[Start of Attachment]

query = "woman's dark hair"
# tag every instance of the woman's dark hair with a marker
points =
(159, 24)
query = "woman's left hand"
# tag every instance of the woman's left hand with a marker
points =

[End of Attachment]

Only lines containing "woman" belong in the answer; copy every such line from the records.

query = "woman's dark hair"
# tag every instance of the woman's dark hair with a marker
query = "woman's left hand"
# tag every instance of the woman's left hand with a marker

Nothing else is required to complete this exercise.